■ Objective: Reproduce the data below line for line, changing nothing.

■ Extracted material:
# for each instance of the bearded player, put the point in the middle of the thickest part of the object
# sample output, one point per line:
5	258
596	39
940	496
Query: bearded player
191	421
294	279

■ Expected output:
# for each instance of the bearded player, put the point in the middle of the thickest part of the object
# sample output, one point per line:
5	258
596	39
940	496
Query: bearded player
191	421
294	279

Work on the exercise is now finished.